§ AIM OF THE TASK
In the entries that follow, the lines from the one with "Query: blurred background building" through the one with "out like [821,45]." are the ones to write out, exactly and with both ends included. Nothing else should appear.

Source records
════════
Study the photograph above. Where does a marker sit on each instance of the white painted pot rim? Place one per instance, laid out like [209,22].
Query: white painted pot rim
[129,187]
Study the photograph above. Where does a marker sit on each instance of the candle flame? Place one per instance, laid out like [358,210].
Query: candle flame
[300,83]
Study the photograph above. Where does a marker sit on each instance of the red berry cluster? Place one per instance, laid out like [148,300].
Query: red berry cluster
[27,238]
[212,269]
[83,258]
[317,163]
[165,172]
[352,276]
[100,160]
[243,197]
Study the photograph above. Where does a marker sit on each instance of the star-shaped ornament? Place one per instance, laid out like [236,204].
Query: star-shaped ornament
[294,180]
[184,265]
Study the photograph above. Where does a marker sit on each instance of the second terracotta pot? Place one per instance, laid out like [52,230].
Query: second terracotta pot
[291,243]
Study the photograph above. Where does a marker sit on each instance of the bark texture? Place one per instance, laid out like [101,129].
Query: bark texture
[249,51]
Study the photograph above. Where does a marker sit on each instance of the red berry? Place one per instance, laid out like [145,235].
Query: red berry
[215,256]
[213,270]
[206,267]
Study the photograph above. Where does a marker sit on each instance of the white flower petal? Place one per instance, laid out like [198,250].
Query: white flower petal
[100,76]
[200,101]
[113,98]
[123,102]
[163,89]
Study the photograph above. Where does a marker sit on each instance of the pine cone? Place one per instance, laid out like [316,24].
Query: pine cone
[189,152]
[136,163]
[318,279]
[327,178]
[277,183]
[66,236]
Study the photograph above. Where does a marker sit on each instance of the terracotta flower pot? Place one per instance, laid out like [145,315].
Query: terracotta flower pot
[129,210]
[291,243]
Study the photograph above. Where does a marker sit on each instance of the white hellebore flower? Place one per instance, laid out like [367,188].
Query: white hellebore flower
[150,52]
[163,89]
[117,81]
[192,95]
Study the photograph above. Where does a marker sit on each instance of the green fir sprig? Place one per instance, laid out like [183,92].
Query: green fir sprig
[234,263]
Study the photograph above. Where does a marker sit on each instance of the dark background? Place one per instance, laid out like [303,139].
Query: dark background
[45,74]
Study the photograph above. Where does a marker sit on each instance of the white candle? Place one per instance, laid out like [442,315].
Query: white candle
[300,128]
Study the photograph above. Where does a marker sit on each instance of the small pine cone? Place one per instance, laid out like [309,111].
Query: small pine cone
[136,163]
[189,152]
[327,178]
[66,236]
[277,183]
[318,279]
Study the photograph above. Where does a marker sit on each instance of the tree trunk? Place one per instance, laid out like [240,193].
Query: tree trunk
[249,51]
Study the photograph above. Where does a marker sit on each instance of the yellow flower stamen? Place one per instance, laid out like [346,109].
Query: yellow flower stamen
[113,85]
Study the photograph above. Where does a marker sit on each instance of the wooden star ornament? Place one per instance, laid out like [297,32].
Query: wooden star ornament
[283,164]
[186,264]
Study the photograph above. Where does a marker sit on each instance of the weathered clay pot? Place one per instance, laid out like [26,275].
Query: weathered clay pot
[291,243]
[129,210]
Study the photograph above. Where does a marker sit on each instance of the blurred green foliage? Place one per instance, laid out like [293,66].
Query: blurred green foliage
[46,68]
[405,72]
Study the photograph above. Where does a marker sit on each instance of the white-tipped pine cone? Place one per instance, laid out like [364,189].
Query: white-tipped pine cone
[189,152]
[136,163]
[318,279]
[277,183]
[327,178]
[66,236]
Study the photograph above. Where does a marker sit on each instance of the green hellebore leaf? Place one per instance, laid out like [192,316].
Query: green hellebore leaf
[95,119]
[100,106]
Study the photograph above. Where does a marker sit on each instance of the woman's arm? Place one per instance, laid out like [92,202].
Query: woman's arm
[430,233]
════════
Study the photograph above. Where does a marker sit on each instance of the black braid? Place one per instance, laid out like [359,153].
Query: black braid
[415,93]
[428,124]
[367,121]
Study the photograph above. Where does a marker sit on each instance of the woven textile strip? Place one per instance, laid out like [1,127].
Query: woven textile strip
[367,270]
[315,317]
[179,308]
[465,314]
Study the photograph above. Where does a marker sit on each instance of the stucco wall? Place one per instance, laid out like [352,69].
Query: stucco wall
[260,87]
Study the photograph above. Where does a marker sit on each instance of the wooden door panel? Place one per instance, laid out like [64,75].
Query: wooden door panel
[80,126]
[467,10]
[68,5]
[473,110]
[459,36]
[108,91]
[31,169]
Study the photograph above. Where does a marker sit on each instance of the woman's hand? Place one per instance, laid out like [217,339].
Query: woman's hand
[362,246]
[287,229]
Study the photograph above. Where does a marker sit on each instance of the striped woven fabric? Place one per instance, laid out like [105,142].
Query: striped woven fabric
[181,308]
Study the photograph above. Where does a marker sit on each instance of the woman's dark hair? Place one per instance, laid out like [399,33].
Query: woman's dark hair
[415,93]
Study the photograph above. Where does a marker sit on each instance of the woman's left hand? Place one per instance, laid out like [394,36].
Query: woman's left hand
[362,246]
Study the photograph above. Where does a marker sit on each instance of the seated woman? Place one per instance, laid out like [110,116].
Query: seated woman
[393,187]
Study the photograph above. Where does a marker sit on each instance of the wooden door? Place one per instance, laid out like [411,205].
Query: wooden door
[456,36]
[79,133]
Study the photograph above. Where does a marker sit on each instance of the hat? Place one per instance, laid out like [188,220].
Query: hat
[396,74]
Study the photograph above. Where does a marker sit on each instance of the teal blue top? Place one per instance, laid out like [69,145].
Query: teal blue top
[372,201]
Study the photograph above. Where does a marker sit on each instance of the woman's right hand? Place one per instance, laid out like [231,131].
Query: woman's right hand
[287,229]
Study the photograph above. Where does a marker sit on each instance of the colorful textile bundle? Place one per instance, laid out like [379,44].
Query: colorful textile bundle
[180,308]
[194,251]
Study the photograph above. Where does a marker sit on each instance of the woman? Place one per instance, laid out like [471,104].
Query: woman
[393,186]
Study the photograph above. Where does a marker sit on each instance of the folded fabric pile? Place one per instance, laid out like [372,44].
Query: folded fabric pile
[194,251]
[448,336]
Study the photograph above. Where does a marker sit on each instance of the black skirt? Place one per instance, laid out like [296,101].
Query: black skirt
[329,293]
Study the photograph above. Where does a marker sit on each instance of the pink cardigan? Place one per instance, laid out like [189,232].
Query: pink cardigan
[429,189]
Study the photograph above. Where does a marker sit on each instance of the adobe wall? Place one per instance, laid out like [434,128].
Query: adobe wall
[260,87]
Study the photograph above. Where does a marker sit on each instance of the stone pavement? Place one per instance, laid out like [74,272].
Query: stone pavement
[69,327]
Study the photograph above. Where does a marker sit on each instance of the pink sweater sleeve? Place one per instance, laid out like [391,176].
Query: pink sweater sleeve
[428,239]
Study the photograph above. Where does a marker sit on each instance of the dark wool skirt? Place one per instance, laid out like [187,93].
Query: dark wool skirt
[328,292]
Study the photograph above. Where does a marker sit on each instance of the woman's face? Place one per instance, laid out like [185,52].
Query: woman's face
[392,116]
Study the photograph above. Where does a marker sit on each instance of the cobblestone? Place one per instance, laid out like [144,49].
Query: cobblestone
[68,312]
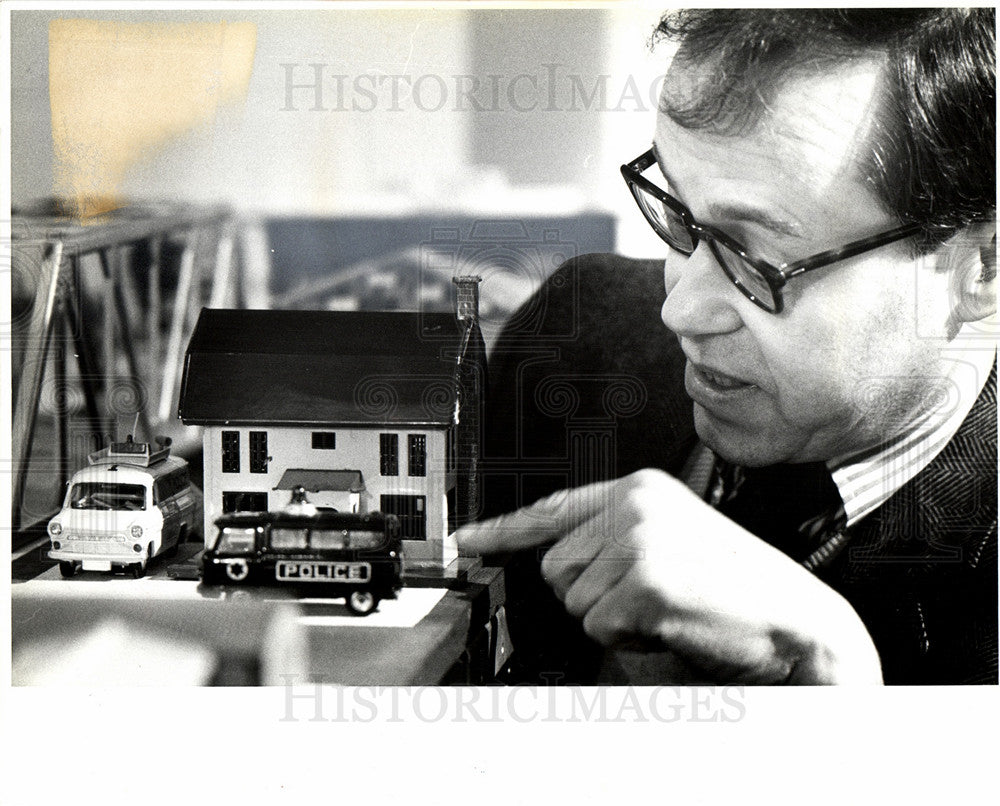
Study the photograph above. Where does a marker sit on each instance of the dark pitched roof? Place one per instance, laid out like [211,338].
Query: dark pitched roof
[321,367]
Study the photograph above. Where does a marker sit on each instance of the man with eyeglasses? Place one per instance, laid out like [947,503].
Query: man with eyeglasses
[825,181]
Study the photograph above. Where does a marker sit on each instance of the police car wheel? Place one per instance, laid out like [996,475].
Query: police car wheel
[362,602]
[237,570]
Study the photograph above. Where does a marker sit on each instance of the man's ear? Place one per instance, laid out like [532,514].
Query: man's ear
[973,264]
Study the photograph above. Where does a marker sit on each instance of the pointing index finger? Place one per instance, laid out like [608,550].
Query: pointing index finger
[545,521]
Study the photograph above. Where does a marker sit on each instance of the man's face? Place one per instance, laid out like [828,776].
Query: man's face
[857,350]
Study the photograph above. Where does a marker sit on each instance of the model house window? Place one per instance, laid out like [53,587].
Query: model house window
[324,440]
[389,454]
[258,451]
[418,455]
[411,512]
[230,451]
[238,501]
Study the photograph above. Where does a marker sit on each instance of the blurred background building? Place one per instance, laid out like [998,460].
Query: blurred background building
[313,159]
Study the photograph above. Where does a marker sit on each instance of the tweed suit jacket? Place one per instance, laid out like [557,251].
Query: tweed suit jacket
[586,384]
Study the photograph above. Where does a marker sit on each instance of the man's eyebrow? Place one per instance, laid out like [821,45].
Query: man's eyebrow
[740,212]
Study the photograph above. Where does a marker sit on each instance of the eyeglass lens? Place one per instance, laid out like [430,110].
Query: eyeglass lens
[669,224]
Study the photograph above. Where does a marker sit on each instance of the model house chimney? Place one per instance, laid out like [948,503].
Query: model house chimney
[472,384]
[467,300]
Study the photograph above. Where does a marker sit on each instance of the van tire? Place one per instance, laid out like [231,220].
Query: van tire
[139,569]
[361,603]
════════
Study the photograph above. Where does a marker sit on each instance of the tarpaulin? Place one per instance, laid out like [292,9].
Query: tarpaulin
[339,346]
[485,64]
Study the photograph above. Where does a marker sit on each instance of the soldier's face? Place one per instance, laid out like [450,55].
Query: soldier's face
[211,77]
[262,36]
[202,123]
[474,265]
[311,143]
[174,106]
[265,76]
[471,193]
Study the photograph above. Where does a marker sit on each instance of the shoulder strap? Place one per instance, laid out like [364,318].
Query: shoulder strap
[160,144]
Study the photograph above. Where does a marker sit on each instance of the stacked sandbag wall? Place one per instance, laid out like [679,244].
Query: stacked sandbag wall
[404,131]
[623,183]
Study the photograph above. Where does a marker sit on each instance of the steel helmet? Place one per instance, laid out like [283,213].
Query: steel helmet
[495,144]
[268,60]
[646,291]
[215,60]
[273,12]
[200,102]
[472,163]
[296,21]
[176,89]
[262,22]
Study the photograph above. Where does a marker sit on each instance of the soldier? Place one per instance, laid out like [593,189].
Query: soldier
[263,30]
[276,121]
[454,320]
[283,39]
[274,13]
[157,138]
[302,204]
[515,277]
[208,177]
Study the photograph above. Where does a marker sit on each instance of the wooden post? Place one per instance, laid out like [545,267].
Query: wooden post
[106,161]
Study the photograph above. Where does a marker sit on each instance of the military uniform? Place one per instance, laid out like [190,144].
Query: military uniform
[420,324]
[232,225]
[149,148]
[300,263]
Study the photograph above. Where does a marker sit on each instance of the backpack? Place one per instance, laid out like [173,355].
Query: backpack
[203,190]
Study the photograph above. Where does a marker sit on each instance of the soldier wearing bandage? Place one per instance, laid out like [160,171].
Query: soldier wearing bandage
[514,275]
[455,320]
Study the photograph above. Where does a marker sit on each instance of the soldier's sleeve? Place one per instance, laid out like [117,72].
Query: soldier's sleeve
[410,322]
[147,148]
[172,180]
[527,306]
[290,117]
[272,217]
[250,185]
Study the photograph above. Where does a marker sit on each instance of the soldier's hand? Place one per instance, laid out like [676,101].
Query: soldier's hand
════════
§ EXERCISE RESULT
Query: blurred background building
[313,159]
Study the photograph above. Where does a marker sit on each instance of the tweed suit jacket? Place one per instance, laid out like [557,251].
Query: tweed suit jacket
[586,384]
Study the photograph above. Where does a marker sit on each instance of the man's eyebrow? Place one per instance, laid out like [821,45].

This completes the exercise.